▸ 本文抜粋:
本文へジャンプします。

IMAGINE ONE ASIA

ここで、ひとつに。

  1. ホーム
  2. ここで、ひとつに。
  3. 【第二回】東京2020オリンピックの男子団体銅メダル獲得(東京2020オリンピック アーチェリー競技 男子団体 銅メダリスト 武藤弘樹選手)

2023年01月13日

【第二回】東京2020オリンピックの男子団体銅メダル獲得(東京2020オリンピック アーチェリー競技 男子団体 銅メダリスト 武藤弘樹選手)

アーチェリー競技を通じて技術と精神を磨いた武藤弘樹選手。
世界的なトッププレイヤーである武藤選手から、アーチェリー競技の魅力や国際大会での経験についてお話を伺います。
もちろん、東京2020オリンピックのお話も聞かせてくださいました。


※写真撮影時のみマスクを外しています。


 
interviewer
武藤選手の海外遠征デビューはいつでしたか?

武藤選手
初めての国際大会は高校1年の時、中国での世界ユース選手権でした。

interviewer
初めての国際大会、印象はいかがでしたか?

武藤選手
アーチェリーを始めた時は「全国大会出場」が目標でしたから、国際大会への出場は素直に嬉しかったのです。でも、恥ずかしい思いをした大会でもありました…。

interviewer
恥ずかしい思いとは?

武藤選手
準備不足で挑んでしまいました。
出場できることに満足してしまい、勝つための練習ができていなかったので、自分の力を発揮できず本来であれば勝てる試合にも負けてしまいました。
初めて海外の選手と試合をするということもあり、緊張もあったと思います。
しかし、この悔しい思いがきっかけで練習に取り組む姿勢が変わりました。

interviewer
どのような心境の変化があったのですか?

武藤選手
悔しい思いと「リベンジしたい!」という気持ちから、今までよりも真剣に競技に取り組むようになりました。
特に悔しかったのは、勝てなかったことより、準備不足で実力が出せずに負けてしまったことでしたから、次はしっかりと準備を整えた上で、自分の納得ができる結果を残したいと思っていました。
当時は単純に多く練習すれば上達すると思っていましたから、他の部員より練習し「一本でも多く」と矢を射っていました(笑い)

物体の出現位置に関するデータセットの行:
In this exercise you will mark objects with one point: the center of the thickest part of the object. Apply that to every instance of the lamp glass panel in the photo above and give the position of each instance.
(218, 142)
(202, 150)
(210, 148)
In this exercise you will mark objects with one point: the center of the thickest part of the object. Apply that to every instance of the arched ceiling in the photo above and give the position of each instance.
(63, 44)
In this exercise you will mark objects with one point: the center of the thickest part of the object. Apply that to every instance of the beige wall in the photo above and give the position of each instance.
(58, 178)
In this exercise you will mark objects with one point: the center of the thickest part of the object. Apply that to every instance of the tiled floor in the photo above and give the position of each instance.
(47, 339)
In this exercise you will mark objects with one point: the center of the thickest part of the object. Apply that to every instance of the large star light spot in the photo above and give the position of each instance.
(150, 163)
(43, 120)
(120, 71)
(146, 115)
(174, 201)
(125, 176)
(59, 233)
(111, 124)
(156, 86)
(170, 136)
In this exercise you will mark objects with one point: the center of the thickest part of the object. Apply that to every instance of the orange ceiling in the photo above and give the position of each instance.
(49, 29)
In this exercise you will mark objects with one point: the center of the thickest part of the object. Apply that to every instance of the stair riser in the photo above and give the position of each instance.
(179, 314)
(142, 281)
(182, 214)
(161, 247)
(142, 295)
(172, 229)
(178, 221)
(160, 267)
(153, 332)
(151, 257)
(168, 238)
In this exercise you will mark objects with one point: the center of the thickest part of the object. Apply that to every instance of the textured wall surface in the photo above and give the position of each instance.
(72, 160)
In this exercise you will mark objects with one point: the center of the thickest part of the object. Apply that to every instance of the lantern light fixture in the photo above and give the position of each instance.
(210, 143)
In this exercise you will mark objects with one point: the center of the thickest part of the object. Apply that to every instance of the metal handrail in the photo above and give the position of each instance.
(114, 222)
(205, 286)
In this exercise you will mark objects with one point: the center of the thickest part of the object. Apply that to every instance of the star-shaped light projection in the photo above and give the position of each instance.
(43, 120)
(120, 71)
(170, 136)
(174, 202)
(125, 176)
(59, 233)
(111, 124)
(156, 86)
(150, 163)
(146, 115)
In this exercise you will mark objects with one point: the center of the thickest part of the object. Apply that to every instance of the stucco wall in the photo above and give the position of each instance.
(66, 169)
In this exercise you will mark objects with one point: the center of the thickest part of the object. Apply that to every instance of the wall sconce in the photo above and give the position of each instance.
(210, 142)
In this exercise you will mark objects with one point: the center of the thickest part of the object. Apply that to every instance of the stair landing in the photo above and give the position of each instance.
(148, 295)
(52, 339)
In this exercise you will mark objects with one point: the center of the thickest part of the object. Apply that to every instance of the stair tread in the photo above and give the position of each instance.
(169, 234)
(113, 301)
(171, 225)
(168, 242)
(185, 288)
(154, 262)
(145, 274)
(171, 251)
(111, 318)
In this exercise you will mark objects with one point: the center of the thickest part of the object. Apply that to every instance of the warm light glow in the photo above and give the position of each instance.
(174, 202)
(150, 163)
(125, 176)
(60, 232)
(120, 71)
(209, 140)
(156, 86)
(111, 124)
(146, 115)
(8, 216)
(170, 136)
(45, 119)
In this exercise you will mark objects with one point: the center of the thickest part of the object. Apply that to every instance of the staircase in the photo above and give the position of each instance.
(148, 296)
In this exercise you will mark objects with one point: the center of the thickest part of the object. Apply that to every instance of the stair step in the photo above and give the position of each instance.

▸ 指示:
武藤弘樹選手へのインタビュー記事の続きを、最後の文の後から書いてもらえますか? これらのエントリは別の出典から取られたものです。

▸ 以下が回答:
だいたい平日でも毎日5時間から6時間は練習をしていました!
実際にリベンジできたのは、高校2年で出場した「南京ユースオリンピック大会」でした。


 
interviewer
その「南京ユースオリンピック大会」での思い出について教えていただけますか?

武藤選手
南京ユースオリンピック大会は、まさに「リベンジしたい!」と自分の中で闘志が燃えていたタイミングでした。
出場が決まってからの準備期間は1か月未満と短かったのですが、次の大会では絶対に結果を残したい!と必死で練習に取り組んでいたので、当時のキャデット(アーチェリーでの年齢別クラス分け)の日本記録を更新することができました。

interviewer
記録更新でリベンジ成功!素晴らしいですね。

武藤選手
その後すぐに別の選手が記録更新をするのですが(笑い)この大会で力が出せたことは嬉しかったです。
実は世界ユース選手権で負けていたので、南京ユースオリンピックは出場できない予定だったのですが、たまたま出場できることになり「ダメで当たり前」という気持ちで挑んだのが良かったのかもしれません。

interviewer
当時の国際大会では、コンディションをどのように整えていましたか?

武藤選手
当時はコンディションを整えるというというよりも、前日までたくさん練習をしていました。本来であれば大会1週間前から調節をするのですが、がむしゃらに練習していました。

interviewer
国際大会で食事での苦労はありませんでしたか?

武藤選手
食事の苦労はいつもあります。
どの遠征先でも日本の味が恋しいと思ってしまいます(笑い)


 
interviewer
東京2020オリンピック代表に選出された時の心境はいかがでしたか?

武藤選手
コロナ禍でしたから、1年の延期期間を含めて思うところがありました。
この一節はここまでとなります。